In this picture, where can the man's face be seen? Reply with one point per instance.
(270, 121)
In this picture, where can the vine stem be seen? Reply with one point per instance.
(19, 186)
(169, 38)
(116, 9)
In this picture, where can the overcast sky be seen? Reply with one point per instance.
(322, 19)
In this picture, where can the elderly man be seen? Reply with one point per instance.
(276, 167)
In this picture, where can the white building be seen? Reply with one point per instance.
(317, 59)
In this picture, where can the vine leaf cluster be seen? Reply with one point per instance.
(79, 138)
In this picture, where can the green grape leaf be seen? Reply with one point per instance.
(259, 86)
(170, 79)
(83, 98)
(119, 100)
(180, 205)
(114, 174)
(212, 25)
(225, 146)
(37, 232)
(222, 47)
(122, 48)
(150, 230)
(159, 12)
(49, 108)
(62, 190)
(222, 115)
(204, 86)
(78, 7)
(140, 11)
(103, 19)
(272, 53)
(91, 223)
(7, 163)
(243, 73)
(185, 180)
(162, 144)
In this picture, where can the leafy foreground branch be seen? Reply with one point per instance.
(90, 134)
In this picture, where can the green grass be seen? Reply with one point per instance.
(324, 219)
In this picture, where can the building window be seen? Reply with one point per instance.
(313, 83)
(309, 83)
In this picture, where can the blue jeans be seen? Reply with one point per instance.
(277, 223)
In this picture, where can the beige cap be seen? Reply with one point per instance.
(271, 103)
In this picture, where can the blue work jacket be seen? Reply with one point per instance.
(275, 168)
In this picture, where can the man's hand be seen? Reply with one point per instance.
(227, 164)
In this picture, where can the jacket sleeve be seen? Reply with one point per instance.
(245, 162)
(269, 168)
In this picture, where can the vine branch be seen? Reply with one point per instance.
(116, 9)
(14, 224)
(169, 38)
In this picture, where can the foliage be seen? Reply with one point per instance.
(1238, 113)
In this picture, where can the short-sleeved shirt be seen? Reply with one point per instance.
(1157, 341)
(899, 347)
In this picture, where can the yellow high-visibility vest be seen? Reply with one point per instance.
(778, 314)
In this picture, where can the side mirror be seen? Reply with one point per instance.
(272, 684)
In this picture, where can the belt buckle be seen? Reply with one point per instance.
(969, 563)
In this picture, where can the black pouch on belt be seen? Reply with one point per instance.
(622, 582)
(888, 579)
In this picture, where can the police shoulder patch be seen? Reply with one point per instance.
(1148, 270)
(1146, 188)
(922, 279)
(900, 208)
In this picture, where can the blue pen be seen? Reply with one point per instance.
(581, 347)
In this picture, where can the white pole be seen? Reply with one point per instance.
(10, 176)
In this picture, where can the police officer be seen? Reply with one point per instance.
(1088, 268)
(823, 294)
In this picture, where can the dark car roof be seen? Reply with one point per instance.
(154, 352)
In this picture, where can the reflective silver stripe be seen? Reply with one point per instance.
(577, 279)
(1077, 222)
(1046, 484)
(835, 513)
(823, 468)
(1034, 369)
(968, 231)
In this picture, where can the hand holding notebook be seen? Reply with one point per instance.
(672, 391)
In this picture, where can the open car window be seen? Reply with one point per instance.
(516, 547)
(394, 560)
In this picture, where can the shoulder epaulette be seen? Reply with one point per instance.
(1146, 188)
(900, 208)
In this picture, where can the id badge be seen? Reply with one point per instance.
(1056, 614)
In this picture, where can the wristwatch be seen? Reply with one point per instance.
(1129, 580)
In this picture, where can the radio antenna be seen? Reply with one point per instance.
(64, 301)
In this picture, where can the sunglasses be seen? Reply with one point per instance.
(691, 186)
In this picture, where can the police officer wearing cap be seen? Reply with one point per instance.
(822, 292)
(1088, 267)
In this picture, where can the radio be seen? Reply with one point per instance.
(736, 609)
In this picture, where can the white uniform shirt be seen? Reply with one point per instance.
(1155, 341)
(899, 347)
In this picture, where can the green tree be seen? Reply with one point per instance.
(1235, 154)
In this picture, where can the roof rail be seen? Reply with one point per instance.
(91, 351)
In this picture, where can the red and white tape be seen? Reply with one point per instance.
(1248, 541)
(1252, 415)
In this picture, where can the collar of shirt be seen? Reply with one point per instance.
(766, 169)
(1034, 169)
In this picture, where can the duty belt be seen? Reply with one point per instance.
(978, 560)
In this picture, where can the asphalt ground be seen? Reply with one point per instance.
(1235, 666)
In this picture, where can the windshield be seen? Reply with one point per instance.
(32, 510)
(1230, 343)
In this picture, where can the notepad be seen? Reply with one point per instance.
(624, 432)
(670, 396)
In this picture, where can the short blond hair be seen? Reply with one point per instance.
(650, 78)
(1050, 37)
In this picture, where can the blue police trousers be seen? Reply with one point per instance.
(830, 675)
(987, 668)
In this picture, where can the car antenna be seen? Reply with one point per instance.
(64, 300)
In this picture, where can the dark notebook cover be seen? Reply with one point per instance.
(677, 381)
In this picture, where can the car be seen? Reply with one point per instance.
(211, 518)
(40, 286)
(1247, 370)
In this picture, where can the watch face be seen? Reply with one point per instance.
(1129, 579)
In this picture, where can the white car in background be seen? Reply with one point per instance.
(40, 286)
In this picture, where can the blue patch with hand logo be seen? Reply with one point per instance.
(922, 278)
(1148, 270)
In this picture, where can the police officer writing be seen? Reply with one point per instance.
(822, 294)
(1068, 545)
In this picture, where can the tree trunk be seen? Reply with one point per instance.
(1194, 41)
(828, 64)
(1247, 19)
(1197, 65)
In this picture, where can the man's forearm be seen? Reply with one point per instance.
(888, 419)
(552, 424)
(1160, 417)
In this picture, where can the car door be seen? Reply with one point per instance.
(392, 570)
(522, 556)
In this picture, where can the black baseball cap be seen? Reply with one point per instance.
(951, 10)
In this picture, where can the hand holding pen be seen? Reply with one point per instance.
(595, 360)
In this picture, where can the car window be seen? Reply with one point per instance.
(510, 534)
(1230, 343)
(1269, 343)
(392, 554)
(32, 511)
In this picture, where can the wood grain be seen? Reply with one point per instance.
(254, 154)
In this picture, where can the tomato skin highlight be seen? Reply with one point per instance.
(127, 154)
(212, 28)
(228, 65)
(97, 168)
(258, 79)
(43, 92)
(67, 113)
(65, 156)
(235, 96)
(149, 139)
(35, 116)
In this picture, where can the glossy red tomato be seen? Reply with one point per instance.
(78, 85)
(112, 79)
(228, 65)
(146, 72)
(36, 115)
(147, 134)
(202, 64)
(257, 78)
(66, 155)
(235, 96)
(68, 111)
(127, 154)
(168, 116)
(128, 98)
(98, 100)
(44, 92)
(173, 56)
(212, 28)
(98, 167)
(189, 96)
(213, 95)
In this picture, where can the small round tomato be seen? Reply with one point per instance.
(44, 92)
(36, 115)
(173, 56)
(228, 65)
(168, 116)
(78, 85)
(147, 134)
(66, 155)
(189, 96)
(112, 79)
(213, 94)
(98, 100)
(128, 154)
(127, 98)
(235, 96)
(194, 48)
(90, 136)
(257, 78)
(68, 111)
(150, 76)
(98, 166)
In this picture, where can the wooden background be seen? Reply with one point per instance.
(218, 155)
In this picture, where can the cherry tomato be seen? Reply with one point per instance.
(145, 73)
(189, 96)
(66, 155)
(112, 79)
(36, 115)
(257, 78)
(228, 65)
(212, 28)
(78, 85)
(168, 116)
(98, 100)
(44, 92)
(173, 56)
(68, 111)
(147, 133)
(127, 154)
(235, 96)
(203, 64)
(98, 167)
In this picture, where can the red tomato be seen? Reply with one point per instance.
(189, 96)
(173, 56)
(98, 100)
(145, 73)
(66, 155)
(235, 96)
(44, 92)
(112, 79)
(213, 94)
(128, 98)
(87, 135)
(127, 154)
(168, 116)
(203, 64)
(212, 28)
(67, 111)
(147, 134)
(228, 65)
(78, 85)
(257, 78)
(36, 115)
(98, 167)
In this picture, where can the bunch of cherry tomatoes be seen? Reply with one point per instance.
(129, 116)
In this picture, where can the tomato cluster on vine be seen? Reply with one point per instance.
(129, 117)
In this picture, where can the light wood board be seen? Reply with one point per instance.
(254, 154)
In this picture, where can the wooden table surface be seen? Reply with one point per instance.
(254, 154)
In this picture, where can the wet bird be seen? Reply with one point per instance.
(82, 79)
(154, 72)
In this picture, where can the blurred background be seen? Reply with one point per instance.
___
■ **What is being asked**
Please write out the rows again, starting at the one that contains "In this picture, where can the tomato cluster" and ending at the last row, keeping all of their wording and increasing each coordinate in the answers by 46.

■ **Solution**
In this picture, where can the tomato cluster on vine be seen? Reply with one point per instance.
(175, 163)
In this picture, where can the light wood board be seen? Reply with one point per instance.
(300, 200)
In this picture, where can the wooden table surface be seen? Reply with one point per instance.
(300, 200)
In this picture, where can the wet bird be seen? Reply with one point per instance.
(128, 125)
(200, 118)
In this picture, where can the blurred background be seen? Reply with one point per instance.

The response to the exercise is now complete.